▸ **Directive**: Scale the part of the records that opens with the line containing "Please examine it carefully. Your task is to find gray" and closes with the line containing "[0,366,219,627]", both included. Reproduce every line in that part, requests too, but multiply each bounding box coordinate by 1.35 and round to the nearest whole number, with halves going up.

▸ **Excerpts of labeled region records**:
□ □ □ □

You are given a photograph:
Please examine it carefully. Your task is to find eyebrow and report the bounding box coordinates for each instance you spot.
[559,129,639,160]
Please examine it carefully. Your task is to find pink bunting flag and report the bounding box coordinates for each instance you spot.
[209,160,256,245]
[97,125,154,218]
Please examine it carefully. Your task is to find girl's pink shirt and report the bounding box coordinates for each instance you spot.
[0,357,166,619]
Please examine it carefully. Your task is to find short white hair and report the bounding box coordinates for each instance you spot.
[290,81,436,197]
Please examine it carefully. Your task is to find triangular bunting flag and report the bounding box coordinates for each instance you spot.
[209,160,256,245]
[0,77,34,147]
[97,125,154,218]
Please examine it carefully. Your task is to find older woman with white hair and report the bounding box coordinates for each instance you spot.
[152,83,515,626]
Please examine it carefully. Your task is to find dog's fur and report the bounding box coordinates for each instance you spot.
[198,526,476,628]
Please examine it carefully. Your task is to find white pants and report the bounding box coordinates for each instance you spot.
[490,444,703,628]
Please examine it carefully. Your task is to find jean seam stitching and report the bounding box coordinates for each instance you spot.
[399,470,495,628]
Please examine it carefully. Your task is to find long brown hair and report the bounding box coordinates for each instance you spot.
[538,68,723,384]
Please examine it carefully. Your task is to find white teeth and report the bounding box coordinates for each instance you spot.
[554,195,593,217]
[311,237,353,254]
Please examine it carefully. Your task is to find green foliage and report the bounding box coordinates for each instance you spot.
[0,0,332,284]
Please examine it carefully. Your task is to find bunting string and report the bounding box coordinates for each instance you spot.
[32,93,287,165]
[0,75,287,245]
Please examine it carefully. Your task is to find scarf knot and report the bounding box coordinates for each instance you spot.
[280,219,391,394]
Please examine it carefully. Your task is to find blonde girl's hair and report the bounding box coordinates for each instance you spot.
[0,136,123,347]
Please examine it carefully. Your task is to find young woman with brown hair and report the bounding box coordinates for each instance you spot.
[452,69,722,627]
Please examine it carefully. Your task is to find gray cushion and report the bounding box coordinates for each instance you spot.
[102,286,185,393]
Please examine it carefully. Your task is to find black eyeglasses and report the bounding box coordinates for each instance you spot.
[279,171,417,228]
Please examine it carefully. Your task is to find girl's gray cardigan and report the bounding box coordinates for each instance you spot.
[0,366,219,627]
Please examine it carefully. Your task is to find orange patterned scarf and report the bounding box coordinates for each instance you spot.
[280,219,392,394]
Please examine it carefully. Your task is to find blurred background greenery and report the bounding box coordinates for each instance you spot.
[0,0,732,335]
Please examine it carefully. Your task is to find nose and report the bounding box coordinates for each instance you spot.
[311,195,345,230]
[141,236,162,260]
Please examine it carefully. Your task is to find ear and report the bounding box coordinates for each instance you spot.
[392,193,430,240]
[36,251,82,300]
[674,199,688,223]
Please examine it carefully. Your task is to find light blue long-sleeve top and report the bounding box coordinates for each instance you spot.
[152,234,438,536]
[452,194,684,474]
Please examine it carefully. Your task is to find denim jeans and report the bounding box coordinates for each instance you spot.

□ □ □ □

▸ **Finished task**:
Please examine it carefully. Your task is to find gray cushion and report the bounding box coordinates for each instance you spot.
[138,386,250,531]
Please examine it carefully. Your task is to find black eyeglasses and report the bounding box coordinates for each instance you spot.
[377,231,563,308]
Please examine it carefully. Your task is to find girl's gray cardigan and report the bounding box coordinates for each instance you spot.
[0,494,296,846]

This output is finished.